Problems and tasks:
A - List every desideratum for counterpossible reasoning that the post on counterpossibles sets out.
B - In the post on counterpossibles, what do counterpossible worlds turn out to be when they are built with normal conditionals?
C - Rewrite the stretch of the post on counterpossibles from "Counterpossibles" through "true and false.", substituting "cube root of 2" for "square root of 2".

=== Selected excerpt ===

Monday, February 29, 2016

Counterpossibles

I'm casually interested in counterpossible reasoning (or "logical counterfactuals"), asking what would be true if something logically impossible were true. Here's an example due to Carrie Jenkins:
  1. If the square root of 2 were rational, it could be expressed as n/m, with n, m integers.
  2. If the square root of 2 were rational, it couldn't be so expressed.
It sure seems to me, and to her, that 1 is true and 2 is false. However, most logics don't deal with this sort of thing naturally, i.e. with normal conditionals; if we assume that root 2 is rational, then prove that it is irrational, then we can prove any other statement from this contradiction -- if you build counterpossible worlds this way, they all turn out to be worlds where everything is both true and false.

I'd especially like to know about counterpossible reasoning because it seems like it could be part of a theory of reasonable decision-making. Suppose that a computer program is making a decision; it should evaluate what would happen if it chose option 1, 2, or 3. However, since it is a program, it actually only chooses one of these options, so all but one of these choices are logically false (or maybe they are all false, if the program fails to halt). The program should be using counterpossible reasoning to figure out what would happen if it made each choice.

It seems suggestive to me that the program "doesn't yet know" which choice it will make while it's reasoning, and so it will reason the same way for the choices it will choose and the choices it won't. Maybe this gives us some clue, or limits the ways that it can do counterpossible reasoning? On the other hand, this kind of counterpossible reasoning might be specific to decision-makers, and be unsuitable for e.g. imagining counterpossible mathematical systems like Carrie's root-2-rational world I gave above.


I have a few desiderata for counterpossible reasoning (which I really haven't done serious reading on, so for all I know these are well-known proposals):
  1. There should be exactly one world W defined by counterpossibly assuming S. (A world is a set of assignments of truth values to all statements.)
  2. W should assign each statement either "true" or "false", not both or neither.
  3. S should be true in W.

=== Data supplied ===

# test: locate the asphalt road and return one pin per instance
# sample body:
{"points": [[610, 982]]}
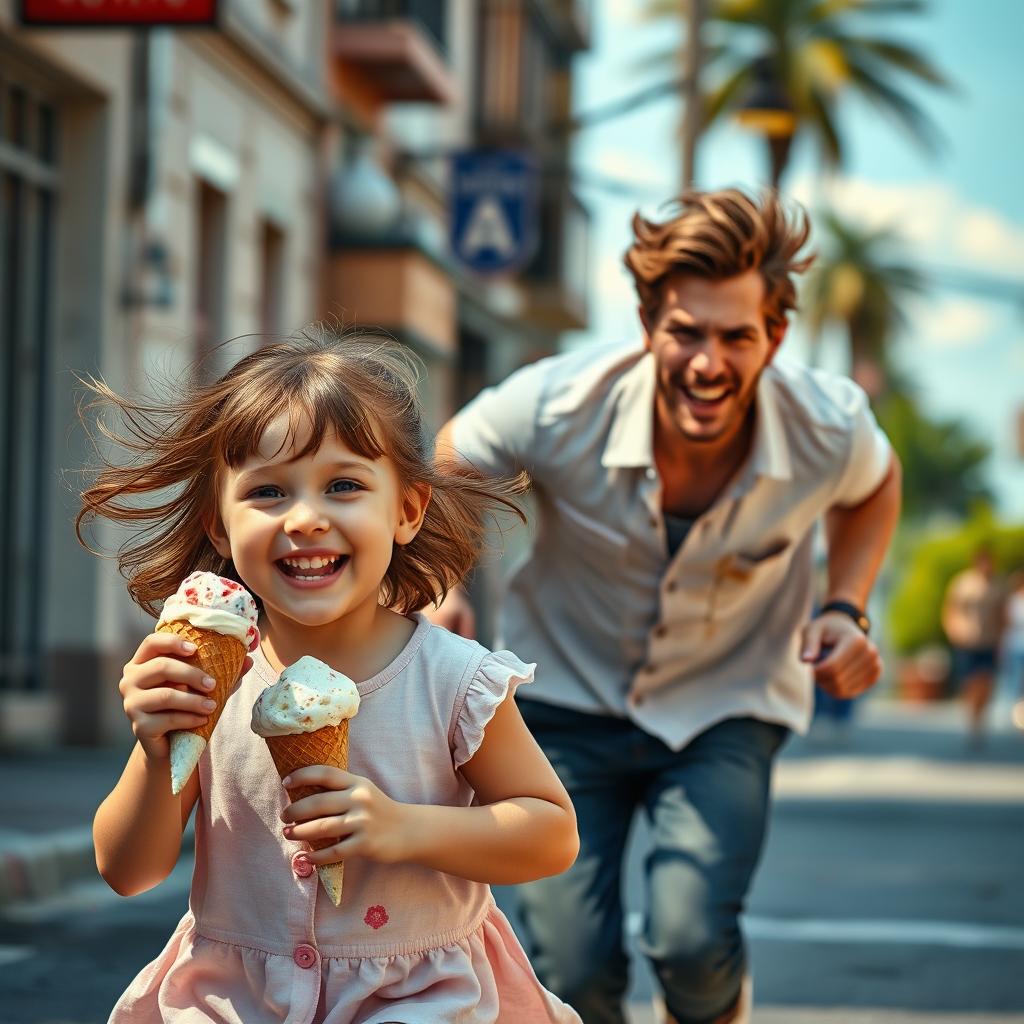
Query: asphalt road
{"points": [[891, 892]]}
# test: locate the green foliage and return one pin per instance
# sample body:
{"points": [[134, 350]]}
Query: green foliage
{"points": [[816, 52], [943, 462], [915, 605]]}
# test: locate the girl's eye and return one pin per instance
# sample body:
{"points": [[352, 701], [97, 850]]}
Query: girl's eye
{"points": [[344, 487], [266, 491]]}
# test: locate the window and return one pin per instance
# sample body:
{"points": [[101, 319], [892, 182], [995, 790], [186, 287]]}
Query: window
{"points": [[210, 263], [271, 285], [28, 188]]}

===
=== Data supplied ===

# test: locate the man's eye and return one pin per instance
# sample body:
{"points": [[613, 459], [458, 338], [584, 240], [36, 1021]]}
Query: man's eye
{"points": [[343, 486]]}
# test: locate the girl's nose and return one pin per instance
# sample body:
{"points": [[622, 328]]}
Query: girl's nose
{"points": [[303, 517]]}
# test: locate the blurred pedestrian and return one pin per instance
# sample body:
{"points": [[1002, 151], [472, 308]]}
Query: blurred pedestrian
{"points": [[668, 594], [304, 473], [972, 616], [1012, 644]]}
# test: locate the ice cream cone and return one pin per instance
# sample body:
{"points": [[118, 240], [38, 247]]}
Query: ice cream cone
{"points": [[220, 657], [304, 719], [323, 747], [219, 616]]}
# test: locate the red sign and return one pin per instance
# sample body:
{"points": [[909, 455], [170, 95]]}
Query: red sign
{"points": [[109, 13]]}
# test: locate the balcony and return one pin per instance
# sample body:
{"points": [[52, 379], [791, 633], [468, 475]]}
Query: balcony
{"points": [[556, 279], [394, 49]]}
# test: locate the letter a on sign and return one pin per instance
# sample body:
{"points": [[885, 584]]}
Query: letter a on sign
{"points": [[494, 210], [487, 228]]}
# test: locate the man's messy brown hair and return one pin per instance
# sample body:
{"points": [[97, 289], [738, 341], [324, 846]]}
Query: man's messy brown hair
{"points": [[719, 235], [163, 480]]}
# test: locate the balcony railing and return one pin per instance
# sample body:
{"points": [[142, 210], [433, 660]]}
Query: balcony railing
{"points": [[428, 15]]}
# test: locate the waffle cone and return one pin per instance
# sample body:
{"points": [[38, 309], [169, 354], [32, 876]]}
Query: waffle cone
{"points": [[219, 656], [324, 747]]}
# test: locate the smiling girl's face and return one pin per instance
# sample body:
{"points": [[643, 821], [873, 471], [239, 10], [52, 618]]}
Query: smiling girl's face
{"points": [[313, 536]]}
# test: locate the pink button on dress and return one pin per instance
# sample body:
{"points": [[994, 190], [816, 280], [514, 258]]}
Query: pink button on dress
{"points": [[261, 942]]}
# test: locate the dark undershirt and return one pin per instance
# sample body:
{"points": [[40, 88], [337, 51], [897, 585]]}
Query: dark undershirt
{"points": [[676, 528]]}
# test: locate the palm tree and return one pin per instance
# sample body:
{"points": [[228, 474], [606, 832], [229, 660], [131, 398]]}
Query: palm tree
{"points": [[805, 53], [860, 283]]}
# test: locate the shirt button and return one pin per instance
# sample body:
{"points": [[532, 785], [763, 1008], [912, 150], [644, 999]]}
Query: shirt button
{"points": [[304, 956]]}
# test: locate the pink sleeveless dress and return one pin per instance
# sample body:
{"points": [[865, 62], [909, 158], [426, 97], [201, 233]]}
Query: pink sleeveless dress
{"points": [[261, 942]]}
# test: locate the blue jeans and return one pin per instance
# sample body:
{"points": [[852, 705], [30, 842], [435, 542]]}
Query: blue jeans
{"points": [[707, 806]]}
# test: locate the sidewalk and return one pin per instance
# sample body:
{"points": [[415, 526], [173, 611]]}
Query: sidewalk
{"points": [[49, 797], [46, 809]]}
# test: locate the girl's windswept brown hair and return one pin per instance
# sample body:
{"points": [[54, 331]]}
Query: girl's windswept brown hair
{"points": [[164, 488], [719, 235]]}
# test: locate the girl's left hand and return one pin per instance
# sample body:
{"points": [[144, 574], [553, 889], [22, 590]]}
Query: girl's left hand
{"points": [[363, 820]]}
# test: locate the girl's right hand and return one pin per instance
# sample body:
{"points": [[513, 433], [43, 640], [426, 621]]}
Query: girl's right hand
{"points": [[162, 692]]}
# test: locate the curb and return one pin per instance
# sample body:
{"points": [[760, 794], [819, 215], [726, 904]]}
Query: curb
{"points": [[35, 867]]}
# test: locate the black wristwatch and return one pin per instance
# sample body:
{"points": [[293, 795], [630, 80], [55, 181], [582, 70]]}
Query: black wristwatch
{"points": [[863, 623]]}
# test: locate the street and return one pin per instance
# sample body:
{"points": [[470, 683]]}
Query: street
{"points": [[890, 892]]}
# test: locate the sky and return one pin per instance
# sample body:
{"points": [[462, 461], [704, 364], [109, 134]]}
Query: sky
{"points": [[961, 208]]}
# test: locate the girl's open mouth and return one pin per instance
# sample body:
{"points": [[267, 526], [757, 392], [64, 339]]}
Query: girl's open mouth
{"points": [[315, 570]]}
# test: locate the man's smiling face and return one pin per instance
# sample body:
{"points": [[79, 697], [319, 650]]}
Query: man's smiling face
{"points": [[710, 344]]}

===
=== Data supplied ===

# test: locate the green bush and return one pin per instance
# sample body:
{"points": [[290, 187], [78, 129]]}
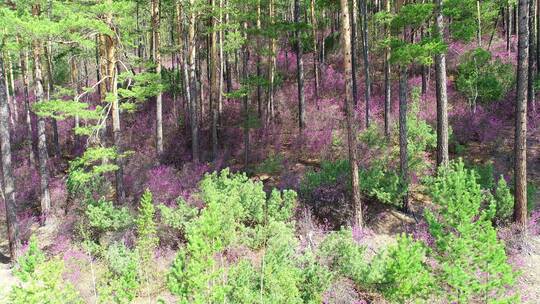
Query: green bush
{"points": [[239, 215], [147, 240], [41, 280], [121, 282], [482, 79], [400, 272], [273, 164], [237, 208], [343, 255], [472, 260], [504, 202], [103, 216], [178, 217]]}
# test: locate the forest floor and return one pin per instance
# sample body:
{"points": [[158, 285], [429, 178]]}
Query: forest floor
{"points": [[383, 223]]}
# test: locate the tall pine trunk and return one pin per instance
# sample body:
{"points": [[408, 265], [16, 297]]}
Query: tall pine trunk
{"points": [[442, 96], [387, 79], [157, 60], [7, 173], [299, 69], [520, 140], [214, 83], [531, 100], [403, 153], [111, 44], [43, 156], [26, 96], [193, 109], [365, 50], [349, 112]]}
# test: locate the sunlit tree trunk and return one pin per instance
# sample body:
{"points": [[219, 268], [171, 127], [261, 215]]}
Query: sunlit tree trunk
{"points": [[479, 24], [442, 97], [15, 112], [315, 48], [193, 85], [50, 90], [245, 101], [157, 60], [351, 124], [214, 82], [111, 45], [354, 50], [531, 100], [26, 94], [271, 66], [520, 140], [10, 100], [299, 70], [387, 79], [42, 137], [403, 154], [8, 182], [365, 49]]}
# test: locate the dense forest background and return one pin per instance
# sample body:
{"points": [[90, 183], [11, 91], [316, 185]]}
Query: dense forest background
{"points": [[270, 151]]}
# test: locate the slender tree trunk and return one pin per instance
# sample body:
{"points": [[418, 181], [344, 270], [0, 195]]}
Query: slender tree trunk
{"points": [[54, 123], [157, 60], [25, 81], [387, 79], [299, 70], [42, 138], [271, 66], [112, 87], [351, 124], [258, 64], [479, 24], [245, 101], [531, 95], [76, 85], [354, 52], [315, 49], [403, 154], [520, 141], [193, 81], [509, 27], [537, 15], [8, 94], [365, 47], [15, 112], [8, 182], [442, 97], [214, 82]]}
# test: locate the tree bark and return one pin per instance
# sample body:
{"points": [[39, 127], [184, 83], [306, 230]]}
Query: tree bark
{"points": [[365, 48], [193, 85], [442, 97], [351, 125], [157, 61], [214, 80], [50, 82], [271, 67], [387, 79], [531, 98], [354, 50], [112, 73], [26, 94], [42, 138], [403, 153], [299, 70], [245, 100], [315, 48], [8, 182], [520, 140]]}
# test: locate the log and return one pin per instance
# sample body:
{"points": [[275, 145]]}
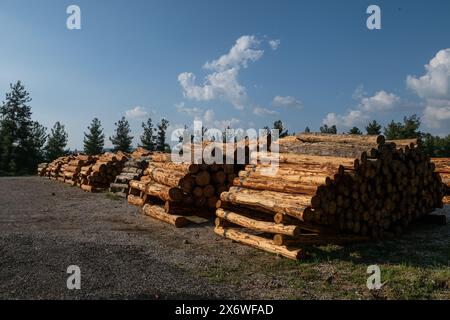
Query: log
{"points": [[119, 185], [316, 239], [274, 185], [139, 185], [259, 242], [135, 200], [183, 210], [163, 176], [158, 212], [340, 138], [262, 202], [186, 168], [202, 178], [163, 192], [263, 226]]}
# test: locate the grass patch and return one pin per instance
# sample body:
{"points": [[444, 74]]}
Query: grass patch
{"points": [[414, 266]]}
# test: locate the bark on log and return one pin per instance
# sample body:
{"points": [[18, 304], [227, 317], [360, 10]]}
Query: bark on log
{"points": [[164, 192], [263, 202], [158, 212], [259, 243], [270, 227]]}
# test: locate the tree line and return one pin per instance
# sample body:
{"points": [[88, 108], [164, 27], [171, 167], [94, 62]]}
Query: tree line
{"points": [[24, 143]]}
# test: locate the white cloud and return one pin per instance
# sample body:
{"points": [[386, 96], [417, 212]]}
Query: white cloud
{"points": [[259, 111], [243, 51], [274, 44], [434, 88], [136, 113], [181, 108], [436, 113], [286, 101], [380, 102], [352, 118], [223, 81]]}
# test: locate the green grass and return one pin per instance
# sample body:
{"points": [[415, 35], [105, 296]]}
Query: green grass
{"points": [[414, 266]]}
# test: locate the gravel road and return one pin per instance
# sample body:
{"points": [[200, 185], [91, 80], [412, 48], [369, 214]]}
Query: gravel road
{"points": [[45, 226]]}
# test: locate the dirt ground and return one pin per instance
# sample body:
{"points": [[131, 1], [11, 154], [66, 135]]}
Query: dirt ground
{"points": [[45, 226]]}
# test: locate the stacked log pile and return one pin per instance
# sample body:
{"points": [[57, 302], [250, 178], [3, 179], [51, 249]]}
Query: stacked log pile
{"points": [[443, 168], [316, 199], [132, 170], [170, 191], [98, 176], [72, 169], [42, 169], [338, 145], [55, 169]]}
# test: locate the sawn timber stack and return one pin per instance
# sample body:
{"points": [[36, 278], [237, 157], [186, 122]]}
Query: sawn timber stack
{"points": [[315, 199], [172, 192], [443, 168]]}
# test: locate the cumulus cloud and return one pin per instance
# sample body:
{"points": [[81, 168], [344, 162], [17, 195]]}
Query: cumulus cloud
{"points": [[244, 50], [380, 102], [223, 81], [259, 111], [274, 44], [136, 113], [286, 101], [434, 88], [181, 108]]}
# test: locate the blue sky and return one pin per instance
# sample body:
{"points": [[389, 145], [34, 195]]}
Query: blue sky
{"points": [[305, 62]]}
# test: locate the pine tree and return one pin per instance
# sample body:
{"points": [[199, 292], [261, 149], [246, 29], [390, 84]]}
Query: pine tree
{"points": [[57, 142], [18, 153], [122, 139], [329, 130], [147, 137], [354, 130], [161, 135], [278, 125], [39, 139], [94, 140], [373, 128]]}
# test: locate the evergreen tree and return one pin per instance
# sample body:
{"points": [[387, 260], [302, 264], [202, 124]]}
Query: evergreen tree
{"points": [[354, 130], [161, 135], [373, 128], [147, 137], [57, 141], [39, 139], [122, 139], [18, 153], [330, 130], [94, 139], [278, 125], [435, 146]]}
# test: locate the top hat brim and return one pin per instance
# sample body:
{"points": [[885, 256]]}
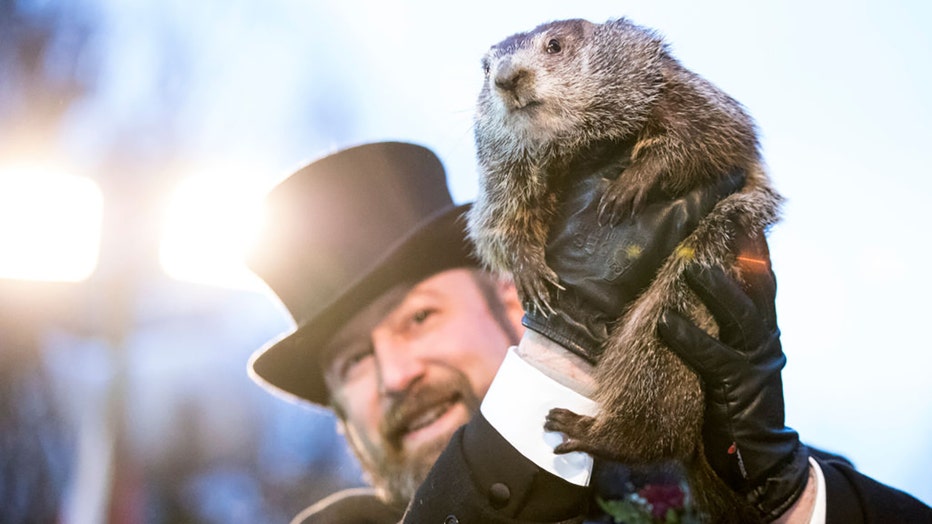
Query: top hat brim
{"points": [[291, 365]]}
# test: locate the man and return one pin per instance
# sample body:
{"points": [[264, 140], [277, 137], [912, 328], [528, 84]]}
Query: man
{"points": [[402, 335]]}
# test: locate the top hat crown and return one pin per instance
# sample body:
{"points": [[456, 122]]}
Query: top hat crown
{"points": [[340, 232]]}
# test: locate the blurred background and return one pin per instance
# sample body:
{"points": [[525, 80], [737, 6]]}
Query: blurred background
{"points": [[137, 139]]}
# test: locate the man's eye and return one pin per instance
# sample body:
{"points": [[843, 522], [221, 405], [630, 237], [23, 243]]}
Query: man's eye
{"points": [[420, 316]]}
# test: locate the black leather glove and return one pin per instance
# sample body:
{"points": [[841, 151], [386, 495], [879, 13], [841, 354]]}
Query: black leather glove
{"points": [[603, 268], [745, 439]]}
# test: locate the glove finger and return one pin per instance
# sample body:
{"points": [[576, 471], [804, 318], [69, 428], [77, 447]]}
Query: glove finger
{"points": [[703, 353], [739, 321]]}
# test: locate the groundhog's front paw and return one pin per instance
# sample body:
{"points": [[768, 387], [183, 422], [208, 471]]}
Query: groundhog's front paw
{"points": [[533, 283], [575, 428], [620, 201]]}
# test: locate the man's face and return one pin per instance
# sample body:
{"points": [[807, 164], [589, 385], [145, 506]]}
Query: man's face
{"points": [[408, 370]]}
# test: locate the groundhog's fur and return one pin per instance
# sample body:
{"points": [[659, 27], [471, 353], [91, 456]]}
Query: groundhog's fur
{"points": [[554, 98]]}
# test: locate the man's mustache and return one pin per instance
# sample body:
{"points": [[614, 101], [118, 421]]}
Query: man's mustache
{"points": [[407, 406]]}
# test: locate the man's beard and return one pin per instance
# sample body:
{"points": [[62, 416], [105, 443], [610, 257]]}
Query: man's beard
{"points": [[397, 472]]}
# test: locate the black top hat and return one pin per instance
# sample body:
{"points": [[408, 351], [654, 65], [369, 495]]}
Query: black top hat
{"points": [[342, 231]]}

===

List of solutions:
A -
1. There should be exactly one world W defined by counterpossibly assuming S.
2. W should assign each statement either "true" or "false", not both or neither.
3. S should be true in W.

B - They all turn out to be worlds where everything is both true and false.

C -
Counterpossibles

I'm casually interested in counterpossible reasoning (or "logical counterfactuals"), asking what would be true if something logically impossible were true. Here's an example due to Carrie Jenkins:
  1. If the cube root of 2 were rational, it could be expressed as n/m, with n, m integers.
  2. If the cube root of 2 were rational, it couldn't be so expressed.
It sure seems to me, and to her, that 1 is true and 2 is false. However, most logics don't deal with this sort of thing naturally, i.e. with normal conditionals; if we assume that root 2 is rational, then prove that it is irrational, then we can prove any other statement from this contradiction -- if you build counterpossible worlds this way, they all turn out to be worlds where everything is both true and false.